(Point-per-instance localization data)
-------

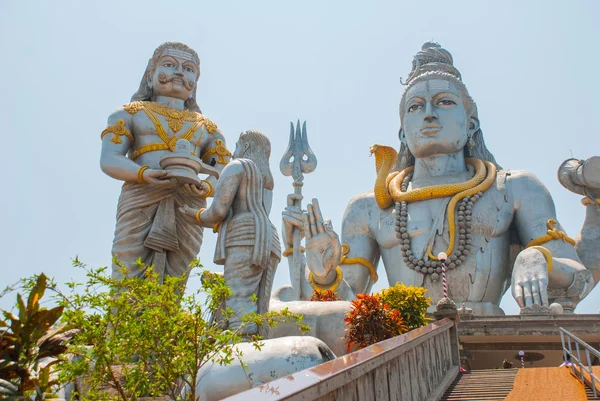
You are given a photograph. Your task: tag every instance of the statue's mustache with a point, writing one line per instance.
(163, 79)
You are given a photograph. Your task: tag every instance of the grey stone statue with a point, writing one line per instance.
(140, 136)
(445, 192)
(248, 244)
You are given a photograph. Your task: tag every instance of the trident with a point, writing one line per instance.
(297, 149)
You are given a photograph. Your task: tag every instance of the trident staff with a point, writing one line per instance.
(293, 163)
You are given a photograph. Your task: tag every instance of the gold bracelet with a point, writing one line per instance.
(198, 219)
(547, 256)
(210, 189)
(289, 251)
(588, 201)
(339, 277)
(345, 260)
(551, 234)
(141, 174)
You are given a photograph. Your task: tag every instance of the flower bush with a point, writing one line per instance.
(410, 301)
(371, 321)
(328, 296)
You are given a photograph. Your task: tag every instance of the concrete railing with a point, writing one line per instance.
(416, 366)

-------

**Exercise directions:**
Would you write each entry out again exactly, omitting the images?

**Final answer:**
You are given a photograph. Your task: tag every instance of the statue's mustache with a point, writing one line per instance.
(163, 79)
You are given a photograph. Your task: tag every instance of the grey stone statue with a point, writing one line per instance.
(140, 136)
(445, 192)
(248, 244)
You are given a photograph. Your task: tag every instance of the trident with a point, writing one line per instance.
(297, 149)
You are given a photograph. Your task: tag every instance of the trident staff with a point, writing one line per instance.
(293, 163)
You are given a photograph. Your task: tag every instance of the gold bracelet with a point, writing one line per instance.
(198, 219)
(547, 256)
(210, 189)
(289, 251)
(588, 201)
(339, 277)
(345, 260)
(551, 234)
(141, 174)
You are given a photograph. Your task: tag every instance of the flower bush with a point, writing one line per instance.
(410, 301)
(371, 321)
(328, 296)
You are given a photograph. Your task: tag every instance of the concrete railing with a point, writing one line per instance.
(416, 366)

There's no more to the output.